■ What you will do
Extract the complete data exactly as given.

■ Point-per-instance localization data

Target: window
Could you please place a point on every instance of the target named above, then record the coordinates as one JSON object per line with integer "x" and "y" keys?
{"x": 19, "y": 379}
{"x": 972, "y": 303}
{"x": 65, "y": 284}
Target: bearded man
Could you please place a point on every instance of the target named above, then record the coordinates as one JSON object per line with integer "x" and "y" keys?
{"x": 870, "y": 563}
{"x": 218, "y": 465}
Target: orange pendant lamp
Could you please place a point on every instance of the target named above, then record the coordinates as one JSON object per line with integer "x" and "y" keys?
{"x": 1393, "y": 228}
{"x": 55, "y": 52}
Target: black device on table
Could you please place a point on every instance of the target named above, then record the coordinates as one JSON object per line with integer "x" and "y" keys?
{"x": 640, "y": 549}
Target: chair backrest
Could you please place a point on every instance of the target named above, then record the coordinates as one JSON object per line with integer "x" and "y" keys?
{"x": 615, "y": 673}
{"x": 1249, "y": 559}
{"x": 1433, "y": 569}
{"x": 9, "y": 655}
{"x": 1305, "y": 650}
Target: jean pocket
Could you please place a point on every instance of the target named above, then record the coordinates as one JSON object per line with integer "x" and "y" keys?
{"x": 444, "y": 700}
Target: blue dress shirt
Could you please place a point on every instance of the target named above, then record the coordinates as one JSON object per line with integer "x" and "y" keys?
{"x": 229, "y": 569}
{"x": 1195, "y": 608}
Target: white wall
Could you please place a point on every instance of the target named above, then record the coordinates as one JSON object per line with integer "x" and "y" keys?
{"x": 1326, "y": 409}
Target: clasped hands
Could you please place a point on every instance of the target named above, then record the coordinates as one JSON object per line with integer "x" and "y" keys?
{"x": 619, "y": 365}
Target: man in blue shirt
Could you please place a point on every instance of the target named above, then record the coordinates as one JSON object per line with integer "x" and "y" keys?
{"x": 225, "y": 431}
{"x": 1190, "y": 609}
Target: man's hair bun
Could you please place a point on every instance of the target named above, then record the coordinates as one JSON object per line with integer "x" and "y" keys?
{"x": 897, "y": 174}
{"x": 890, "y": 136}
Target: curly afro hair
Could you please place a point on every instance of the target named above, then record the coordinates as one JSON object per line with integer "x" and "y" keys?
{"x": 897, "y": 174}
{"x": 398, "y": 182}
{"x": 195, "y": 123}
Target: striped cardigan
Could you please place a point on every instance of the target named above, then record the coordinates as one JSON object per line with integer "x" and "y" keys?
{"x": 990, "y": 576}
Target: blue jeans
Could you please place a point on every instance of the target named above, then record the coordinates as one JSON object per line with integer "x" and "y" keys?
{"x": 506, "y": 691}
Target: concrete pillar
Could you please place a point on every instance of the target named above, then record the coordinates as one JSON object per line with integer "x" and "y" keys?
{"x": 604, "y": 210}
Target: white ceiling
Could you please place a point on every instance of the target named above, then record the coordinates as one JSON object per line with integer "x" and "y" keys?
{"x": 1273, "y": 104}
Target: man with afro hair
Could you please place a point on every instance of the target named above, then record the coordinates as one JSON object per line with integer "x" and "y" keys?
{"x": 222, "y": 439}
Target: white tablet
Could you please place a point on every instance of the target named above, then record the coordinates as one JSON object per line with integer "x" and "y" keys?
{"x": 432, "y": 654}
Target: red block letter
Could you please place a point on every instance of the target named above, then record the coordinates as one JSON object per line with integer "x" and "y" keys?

■ Task solution
Target: window
Could you please place a point on every instance of the target named above, then record the coordinates as one JSON object per line with integer "x" and "y" keys?
{"x": 19, "y": 379}
{"x": 972, "y": 303}
{"x": 65, "y": 284}
Target: bearded man
Could you please place a point on every instance of the target named above, then record the coordinates as one JSON object per line with integer "x" and "y" keys?
{"x": 870, "y": 563}
{"x": 218, "y": 465}
Target: orange pendant lamp
Could you please place a point on every instance of the target named above, then record the coordinates as one JSON object per line with integer "x" and "y" keys?
{"x": 1393, "y": 228}
{"x": 55, "y": 52}
Target: black device on table
Could you please place a point on every instance of the target named above, then record the coordinates as one JSON object per line with integer "x" and "y" keys?
{"x": 640, "y": 549}
Target: chair backrest
Could you please place a point on every instance of the target named above, then record the coordinates as one JSON object per line with integer "x" and "y" keys?
{"x": 615, "y": 673}
{"x": 1249, "y": 559}
{"x": 1433, "y": 569}
{"x": 9, "y": 655}
{"x": 1305, "y": 650}
Target: jean pocket
Could you please place a point on every instance of the target named above, then record the coordinates as one JSON object per line with integer "x" and "y" keys?
{"x": 444, "y": 700}
Target: blue dress shirt
Could you please place a point on every instance of the target named above, then record the coordinates as one JSON object per line with integer "x" and "y" keys?
{"x": 229, "y": 569}
{"x": 1195, "y": 608}
Target: white wall
Could you please place a point on every instance of the target named above, then record the coordinates as one JSON object per line with integer "x" and "y" keys?
{"x": 1326, "y": 409}
Target: clasped hands
Could you please place a point on every instance of the target named above, then record the coordinates as one JSON object per line with integer "x" and "y" keys?
{"x": 619, "y": 365}
Target: man in blue shirt
Could you please place a point on every instance of the target named above, then record the coordinates as one JSON object per line with integer "x" and "y" keys?
{"x": 225, "y": 431}
{"x": 1190, "y": 609}
Target: man's hair bun
Could you please place a point on every instance of the target named above, then record the coordinates as one JSON object per line with integer "x" and "y" keys?
{"x": 897, "y": 174}
{"x": 890, "y": 136}
Target: curly afro hair
Could you please place a point on every instance of the target named above, then record the coordinates as one JSON object per line with integer "x" and "y" keys?
{"x": 897, "y": 174}
{"x": 398, "y": 182}
{"x": 195, "y": 123}
Target: striped cardigan
Could you please place a point on every instance of the target named above, then record the coordinates as one JSON object per line with integer "x" and "y" keys?
{"x": 990, "y": 576}
Target: blue jeans
Could you please place a point on every instance of the target named above, then record the coordinates as one JSON object per line with integer "x" and "y" keys?
{"x": 506, "y": 691}
Target: concrete pillar
Could you please place a point on every instance of the target named above, then record the coordinates as one JSON object per line with integer "x" and "y" keys?
{"x": 604, "y": 210}
Target: white ceiling
Could you please place a point on every instance of the target named above, then record the coordinates as one JSON object per line with integer "x" and "y" keys?
{"x": 1273, "y": 104}
Target: man with afro hair
Could you please place a point on every instance of the target named above, then record the coordinates as one JSON object per line with integer "x" and "y" keys?
{"x": 222, "y": 439}
Target: white tablet
Could you please place a point on every instance of the target named above, then record the coordinates as one JSON object per line with integer "x" and "y" keys?
{"x": 432, "y": 654}
Target: red block letter
Could you please place a point on every instance of the target named above, then record the coordinates as one JSON object per line with integer "x" and "y" keys?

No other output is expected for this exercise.